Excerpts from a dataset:
--

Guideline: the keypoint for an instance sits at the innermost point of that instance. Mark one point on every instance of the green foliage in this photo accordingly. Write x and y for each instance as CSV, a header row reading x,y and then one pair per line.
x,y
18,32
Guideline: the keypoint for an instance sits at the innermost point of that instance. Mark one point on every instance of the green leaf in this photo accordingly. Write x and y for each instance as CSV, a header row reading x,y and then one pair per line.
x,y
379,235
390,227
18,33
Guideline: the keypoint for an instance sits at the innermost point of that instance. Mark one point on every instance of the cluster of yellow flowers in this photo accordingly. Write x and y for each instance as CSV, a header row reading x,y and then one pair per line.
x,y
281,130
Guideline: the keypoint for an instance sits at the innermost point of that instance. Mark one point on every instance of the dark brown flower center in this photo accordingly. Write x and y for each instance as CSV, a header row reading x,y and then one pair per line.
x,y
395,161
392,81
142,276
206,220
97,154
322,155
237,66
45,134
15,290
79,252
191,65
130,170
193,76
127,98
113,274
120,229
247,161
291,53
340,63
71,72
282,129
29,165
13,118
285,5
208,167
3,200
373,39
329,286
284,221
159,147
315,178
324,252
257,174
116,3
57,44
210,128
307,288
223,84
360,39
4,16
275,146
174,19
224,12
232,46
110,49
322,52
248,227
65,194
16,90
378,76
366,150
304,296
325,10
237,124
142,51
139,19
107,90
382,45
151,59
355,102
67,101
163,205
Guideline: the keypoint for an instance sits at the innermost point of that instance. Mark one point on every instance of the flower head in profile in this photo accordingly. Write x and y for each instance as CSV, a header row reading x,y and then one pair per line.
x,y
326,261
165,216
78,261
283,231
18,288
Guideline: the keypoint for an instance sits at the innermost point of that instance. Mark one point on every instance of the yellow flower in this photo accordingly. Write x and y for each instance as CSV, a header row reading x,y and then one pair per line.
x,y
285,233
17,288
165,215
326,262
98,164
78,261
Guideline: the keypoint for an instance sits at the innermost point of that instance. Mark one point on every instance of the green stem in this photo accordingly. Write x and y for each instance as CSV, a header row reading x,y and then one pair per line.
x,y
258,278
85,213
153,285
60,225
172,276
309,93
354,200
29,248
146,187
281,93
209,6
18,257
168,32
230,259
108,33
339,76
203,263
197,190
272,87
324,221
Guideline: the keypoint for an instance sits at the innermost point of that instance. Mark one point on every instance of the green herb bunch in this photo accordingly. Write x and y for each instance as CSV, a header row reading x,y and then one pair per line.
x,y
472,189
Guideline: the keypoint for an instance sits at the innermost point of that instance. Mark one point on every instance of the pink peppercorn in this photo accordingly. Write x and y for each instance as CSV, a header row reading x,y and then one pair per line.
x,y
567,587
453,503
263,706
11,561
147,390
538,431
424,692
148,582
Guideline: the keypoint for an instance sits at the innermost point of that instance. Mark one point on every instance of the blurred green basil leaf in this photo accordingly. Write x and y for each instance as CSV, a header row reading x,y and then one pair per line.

--

* _Problem requirements_: All entries above are to be reproduced exactly.

* _Result of this task_:
Guideline: the keypoint for an instance sits at the innermost point of that instance. Mark one point on every instance of the green foliage in this photo accordingly. Write x and y for each instance as CSV, a header row reading x,y and then one pair per line.
x,y
18,32
Guideline: the keypoint for an instance sits at the innermost point of that instance. Mark one point on every instance of the green leaf in this photo accordingly. Write x and y for each instance as CSV, a header row reading x,y and then one pair per line.
x,y
379,235
390,227
18,33
Guideline: the keypoint for an instance sits at the innermost point of that instance. Mark one point on every instance of the cluster of yellow flowers in this photo accordingly. Write x and y for each instance as CSV, a header row reading x,y and then one pair per line.
x,y
281,130
Guideline: the keypoint for an instance sits at the innermost point of that instance. Mark one point on every instance of the dark brown flower center in this photo accordingly. Write x and y for each instance as CSV, a header row reading x,y and then one pair per line.
x,y
395,161
392,81
142,276
206,220
97,154
322,155
237,66
45,134
15,290
79,252
191,65
130,170
193,76
127,98
113,274
120,229
247,161
291,53
340,63
71,72
282,129
29,165
13,118
285,5
208,167
3,200
373,39
329,286
284,221
159,147
315,178
324,252
257,174
116,3
57,44
210,128
307,288
223,84
360,39
4,16
275,146
174,19
224,12
232,46
110,49
322,52
248,227
65,194
16,90
378,76
366,150
304,296
325,10
237,124
142,51
139,19
107,90
382,45
151,59
355,102
67,101
163,205
Guideline: the keypoint for an instance sits at the innermost point of that instance. Mark one point on every instance of the flower head in profile in this photo accordingly. Write x and y for each instance as CSV, a header row reading x,y and then one pair per line.
x,y
326,261
165,216
78,261
283,231
18,288
Guideline: the keypoint for an instance sits at the innermost point of that instance. Mark one point on every instance of the yellow flower in this photo accordingly. Write x and y for each instance as CSV, a header row reading x,y and then one pair per line.
x,y
285,233
17,288
165,215
326,262
98,164
78,261
Guideline: the keypoint for an instance sits at the innermost point of that instance. Mark one point on every instance of the green stem in this photo accordingly. Write x and y for each instance as CSV, a header row reading x,y and then one pair per line.
x,y
258,278
85,213
153,285
60,225
172,276
309,93
354,200
29,248
146,187
281,93
209,6
18,257
168,32
230,259
108,33
339,76
203,263
197,190
272,87
324,221
Guideline: the keypoint for an instance sits at the innermost point of that instance. Mark one point on every instance of the green herb bunch in this photo accordingly. Write x and y for each instance as CSV, a header row reading x,y and then one pair per line.
x,y
472,189
Guideline: the keypoint for an instance sits at the innermost point of that instance. Mark one point on every instance of the pink peppercorn in this photo accordingly. Write x and y for each instance as CSV, a header row reading x,y and then one pair per line.
x,y
567,587
453,503
263,706
11,561
147,390
538,431
424,692
148,582
Guideline: the keypoint for an instance sits at the innermost point of that instance. Mark one point on every instance of the blurred green basil leaf in this photo accordingly. Write x and y for each instance as CSV, a header row reading x,y and then one pair per line.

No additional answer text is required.